Дополнение 2007 года

   ГАЕВСКИЙ: Вы коснулись трагической темы, которая совершенно не допускает обвинительной интонации. Вы обвиняете историю, вы обвиняете идеологию, но посочувствуйте артистам и пожалейте зрителей. Существуя в течение многих десятилетий в пространстве визуального вакуума, в буквальном смысле в визуальной слепоте – это же ситуация Иоланты, окруженной цветами и не знающей, как они выглядят, – артисты Мариинского театра должны были совершенно провалить «Аполлона» (чего все-таки не случилось), а зрители Мариинского театра должны были его освистать (чего тоже никогда не было). Было недоумение, причем взаимное, было некоторое раздражение с обеих сторон. Но совершенно не было никакой скуки – ни на сцене, ни в зрительном зале. И было, насколько я мог наблюдать во время своих редких приездов в Петербург, поначалу скрытое, потом все более явное движение навстречу: артистов – навстречу Баланчину, зрителей – навстречу артистам. И тех и других – навстречу друг другу. Согласен, идеального «Аполлона» я на Мариинской сцене так и не увидел. Точнее сказать, увидел один раз, когда на Фестивале балета «Мариинский» Аполлона танцевал Итан Стифел, бывший солист New York City Ballet, ныне солист ABT, который продемонстрировал очень свободное отношение к тому, что мы называем аполлоническим каноном. И оказалось, что «Аполлон» Баланчина не так аполлоничен, как мы думали.

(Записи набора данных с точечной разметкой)
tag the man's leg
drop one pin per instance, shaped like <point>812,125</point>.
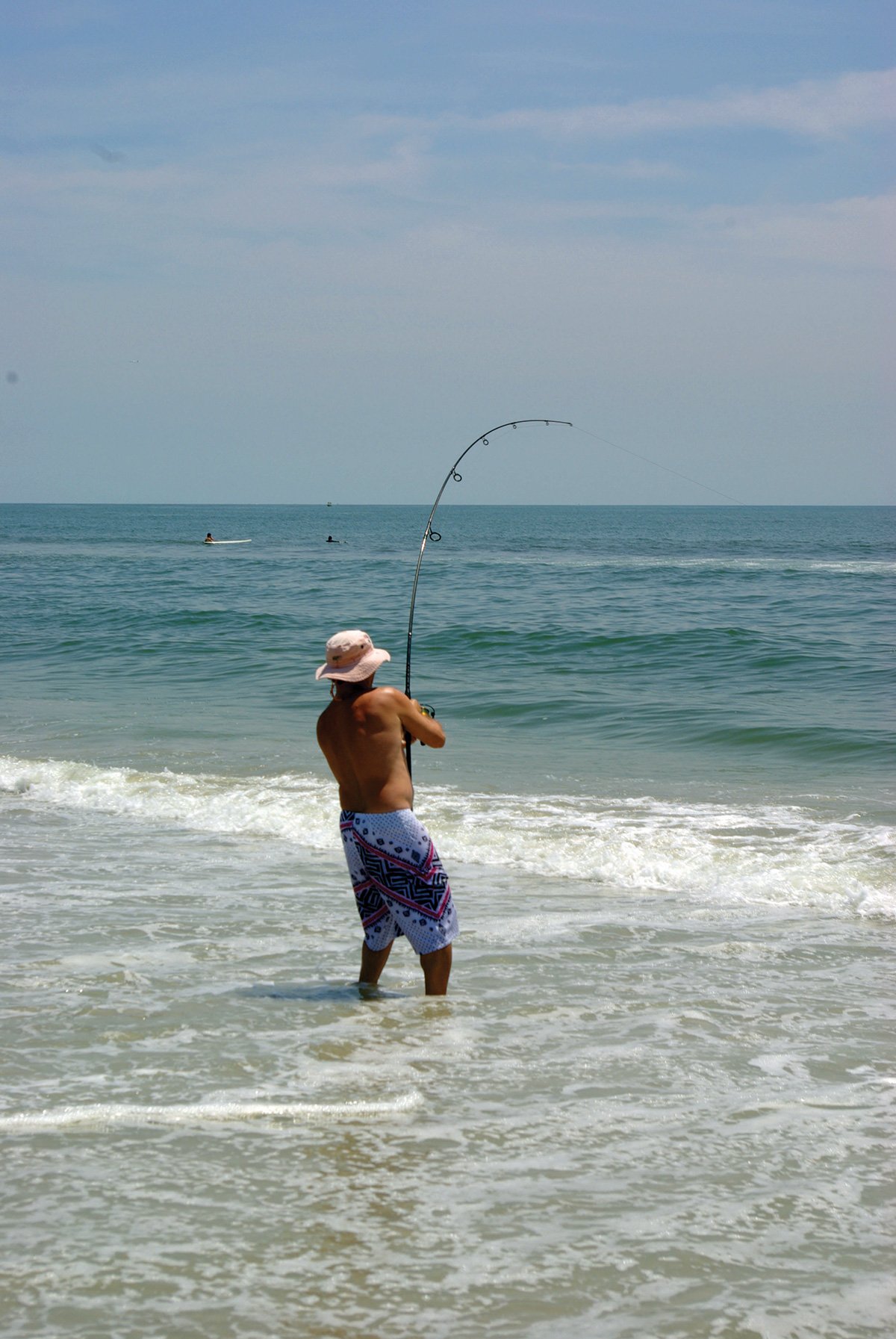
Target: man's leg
<point>373,960</point>
<point>437,969</point>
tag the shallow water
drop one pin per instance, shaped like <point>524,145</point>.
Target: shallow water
<point>659,1097</point>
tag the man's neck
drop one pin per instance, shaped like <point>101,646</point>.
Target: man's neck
<point>349,692</point>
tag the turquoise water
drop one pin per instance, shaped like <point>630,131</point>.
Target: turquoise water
<point>659,1096</point>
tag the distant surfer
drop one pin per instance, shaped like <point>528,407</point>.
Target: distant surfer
<point>401,886</point>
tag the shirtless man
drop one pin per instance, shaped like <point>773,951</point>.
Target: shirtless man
<point>401,886</point>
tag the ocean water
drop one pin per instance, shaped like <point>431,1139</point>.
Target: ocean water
<point>658,1099</point>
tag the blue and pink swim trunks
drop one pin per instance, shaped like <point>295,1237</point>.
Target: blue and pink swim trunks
<point>398,879</point>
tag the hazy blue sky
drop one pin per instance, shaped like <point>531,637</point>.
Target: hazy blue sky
<point>307,249</point>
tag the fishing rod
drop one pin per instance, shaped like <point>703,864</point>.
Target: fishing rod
<point>429,533</point>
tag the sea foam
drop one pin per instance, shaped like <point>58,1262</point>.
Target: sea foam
<point>784,854</point>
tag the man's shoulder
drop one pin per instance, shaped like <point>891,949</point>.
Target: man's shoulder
<point>385,698</point>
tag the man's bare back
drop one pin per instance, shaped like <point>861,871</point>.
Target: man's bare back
<point>362,737</point>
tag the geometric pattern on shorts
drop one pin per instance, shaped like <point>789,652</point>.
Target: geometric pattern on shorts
<point>401,886</point>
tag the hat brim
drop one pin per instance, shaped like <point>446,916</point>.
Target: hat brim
<point>370,662</point>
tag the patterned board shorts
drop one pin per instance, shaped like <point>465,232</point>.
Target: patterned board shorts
<point>398,879</point>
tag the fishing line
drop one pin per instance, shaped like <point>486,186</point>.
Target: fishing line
<point>429,533</point>
<point>668,467</point>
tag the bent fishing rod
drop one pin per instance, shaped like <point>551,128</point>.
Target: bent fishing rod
<point>429,533</point>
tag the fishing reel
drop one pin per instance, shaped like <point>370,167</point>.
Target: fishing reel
<point>428,711</point>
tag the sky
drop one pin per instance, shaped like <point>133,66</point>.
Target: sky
<point>307,251</point>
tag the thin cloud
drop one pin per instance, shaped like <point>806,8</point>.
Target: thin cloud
<point>813,108</point>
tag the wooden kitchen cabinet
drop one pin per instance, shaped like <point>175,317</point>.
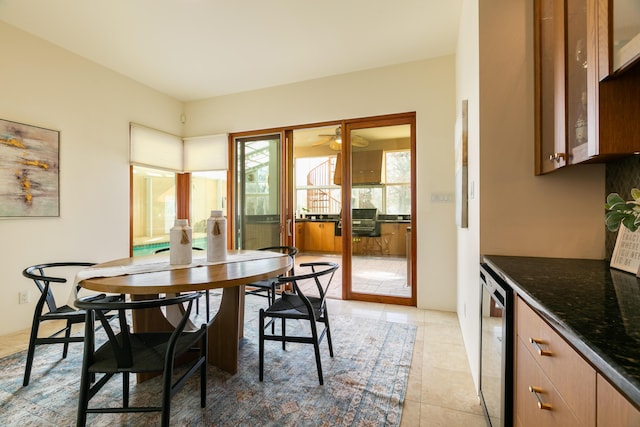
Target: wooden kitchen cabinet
<point>554,385</point>
<point>618,36</point>
<point>579,117</point>
<point>299,236</point>
<point>393,237</point>
<point>613,408</point>
<point>319,237</point>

ЧТО ТРЕБУЕТСЯ:
a. Пожалуйста, перечислите все театры и балетные труппы, названные в тексте о балете «Аполлон».
b. Переведите на английский язык предложение из текста о балете «Аполлон»: «Но совершенно не было никакой скуки – ни на сцене, ни в зрительном зале».
c. Напишите продолжение текста о балете «Аполлон», начав сразу после его последнего предложения.

ОТВЕТЫ ПО ЗАДАНИЯМ:
a. Мариинский театр, New York City Ballet, ABT

b. But there was no boredom whatsoever, neither on the stage nor in the auditorium.

c.
   ГЕРШЕНЗОН: Моделью для Стифела послужил один из любимых танцовщиков Баланчина Жак Д’Амбуаз, Аполлон 1950-х годов, Аполлон с гитарой Элвиса Пресли…
 
   ГАЕВСКИЙ: Вот именно – и эти отсылки Стифела были для нас замечательным открытием, к сожалению, не пошедшим никому на пользу. Моя главная претензия к мариинским исполнителям – слишком ученическое отношение к хореографическому тексту, что означает наличие безусловного пиетета, а вовсе не скуку. Но это частность. В более общем плане нужно сказать вот что. Во-первых, надо задаться вопросом, атрофировались ли навыки восприятия новой художественной визуальности – как и новой музыкальности – навсегда, или они просто заморозились, процесс их обретения замедлился, и требуется время, чтобы у нашего замороченного зрителя открылись глаза на все новое и прекрасное, что принесено современным искусством XX века. Не очень уверенно я бы ответил на этот вопрос утвердительно: регенерация почти отмерших органов восприятия искусства возможна, если только всем нам еще раз очень сильно не дадут по башке, если только нашего зрителя оставят в покое. Во-вторых, я очень не хотел бы, чтобы «Аполлон Мусагет», как и некоторые другие опусы Баланчина, рассматривался и оценивался в критериях массовой культуры: есть ли успех – или нет успеха, есть ли «захват» – или нет «захвата», если вспомнить любимое понятие Власа Дорошевича. «Аполлон» – это, может быть, уникальный случай если не вечного, то на очень долгое время сохраняющего свой статус экспериментального искусства. Обычно экспериментальное искусство довольно быстро (хотя и не сразу) становится чем-то классическим, общепризнанным и общепонятным – и перестает быть экспериментальным. «Аполлон» сразу же, в вечер 12 июня 1928 года, ставший классикой, удивительным образом сохранил свое значение абсолютного эксперимента, чем он и остается спустя восемьдесят лет. Этим он и поражает, и этим многих отталкивает – ввиду двойственного характера своей художественной природы. И, наконец, третье, что я позволю себе сказать и что может показаться не очень изысканным парадоксом: причина некоторого неуспеха «Аполлона» при первой постановке его в Мариинском театре в 1992 году и при возобновлении в 1998-м заключается в том, что он показался недостаточно авангардным – тем самым зрителям и тем самым артистам, которые, как вы считаете, на «Аполлоне» заскучали. Они ждали разрушения всех основ, а увидели возвращение к чему-то академическому, к «позициям», «арабескам» – ко всему академическому вокабуляру.
 
   ГЕРШЕНЗОН: Понимаю. Я сам испытал эффект déjà vu, когда зимой 1986 года по вашему совету отправился в Ленинград – «там можно увидеть Баланчина», про которого читал в вашем «Дивертисменте», но которого ни разу не видел. Я очень напрягался и, выпучив глаза, смотрел на сцену МАЛЕГОТа, боясь пропустить что-то важное. Но меня ждало разочарование: девушки в красных и зеленых пачках («Тема с вариациями») старались в быстром темпе танцевать танцы, сильно напоминающие Кировский театр. То, что это совсем не те танцы, которые танцевались в Кировском театре, я понял гораздо позднее.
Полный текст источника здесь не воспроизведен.